**取り組む課題:**
**a.** 台湾問題に関する答弁によると、日中外交当局間協議が行われたのはいつか。
**b.** 台湾問題に関する答弁を、末尾の文のあとから書き進めよ。

川口国務大臣 台湾に我が国として何を先般言ったかということについては、お話を申し上げたとおりでございます。同時に、そのときに、御答弁も申し上げておりますけれども、中国に対しても言っています。

 中国に対してどういうことを言ったかということでありますけれども、昨年の十二月の二十二日、これは一例ですけれども、二十二日に、日中外交当局間協議というのがございました。そのときに、田中外務審議官から王毅外交部の副部長に対して、台湾に対する我が国政府の立場は日中共同声明にあるとおりでありと言って、二つの中国、あるいは一つの中国、一つの台湾との立場はとらない、独立も支持しないということをいろいろ言い、そして、我が国としては、台湾をめぐる問題が平和的に解決されることを、そのための対話が早期に再開をされることを希望していて、中国の武力行使には反対であるということを明確に中国に言っているわけでございます。

 全く同じようなことを、これは二月の十日であったと思いますが、日中安保対話というのがございまして、そのときにも田中外務審議官から王毅副部長に対してお話をしているということでございます。

 今、具体的に九六年についてだれが何を言ったかというデータは、表は持ってはおりませんが、九六年のときにも両方について言っております。

 必要なら、今手元に……(赤松(正)委員「いや、いいです」と呼ぶ)よろしいですか。

**提供資料:**

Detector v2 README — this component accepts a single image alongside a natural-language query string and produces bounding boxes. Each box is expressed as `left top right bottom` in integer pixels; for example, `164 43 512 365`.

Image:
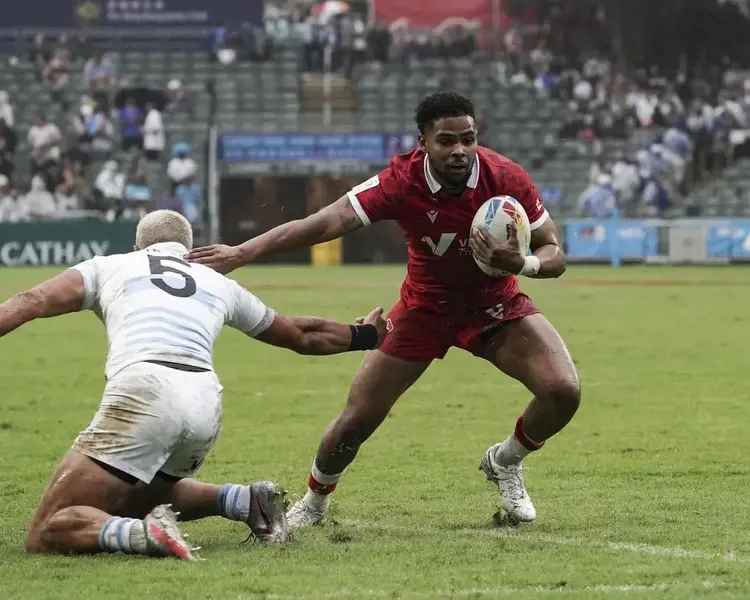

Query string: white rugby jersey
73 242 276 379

**順に解答:**
**a.** 昨年の十二月二十二日である。

**b.**
赤松(正)委員 ぜひともそういう姿勢、余りそういった部分がクローズアップされていないので印象として弱いわけですけれども、中国に対してしっかりと言っていく。アメリカが今、イラクを抱え、そして北朝鮮の問題を抱えているので、台湾に対する言い方というのは余り、いろいろなアメリカなりの考えがあってのことだろうと思いますけれども、私は余りアメリカと歩調を合わせる必要はない、そんなふうに思います。

 最後に、そこで石破長官に、せっかく「坐シテ死セズ」の話を持ち出したので、ここでひとつ中国と北朝鮮の関係ということについて、僕はこの本の中でいろいろ感銘を受けた部分は多いんですよ。とりわけ、うんと思ったのは、これは全く同感だ――ただ、ある意味で、この本は中国に石破さんが行かれる前に書いたんですね。行ったらこう言うということを書いておられるわけです。非常に堂々といいことをおっしゃっているので、本当にそういうふうに言ったのかどうかを確認したいんです。

 要するに、中国は難民条約に加盟しながら国内に難民認定制度を整備していない、だから難民は一人もいないということになるんだ、これはどう考えてもおかしい、私はずっと前からそう言ってきた、中国が難民を受け入れない限り、中国の北朝鮮に対する姿勢は不透明であると。これは私も全く同感で、かつて川口大臣に、要するにドイツの例を挙げて、ハンガリーの役割を中国が果たすべきだと思うけれどもなかなか難しいですよねというような話をしたことがありますが、そういうことに加えて、石破さんは、「今後、北朝鮮難民が怒濤のごとく押し寄せて、中朝国境に難民キャンプを作ったとすれば、UNHCRや諸外国と協力して日本がその相当部分を負担してもいいのです。」等々、非常にいいことをいっぱいおっしゃっています。

 最後に、「中国を訪問し、「永遠の日中友好」をうたいあげるだけでは、あまり意味がありません。中国に行くことがあれば、難民問題を含む朝鮮半島情勢や、地域全体の問題を、率直に語り合いたいと思っています。」と。さて、どのように語り合われたのか、短い時間でいいですから言ってください。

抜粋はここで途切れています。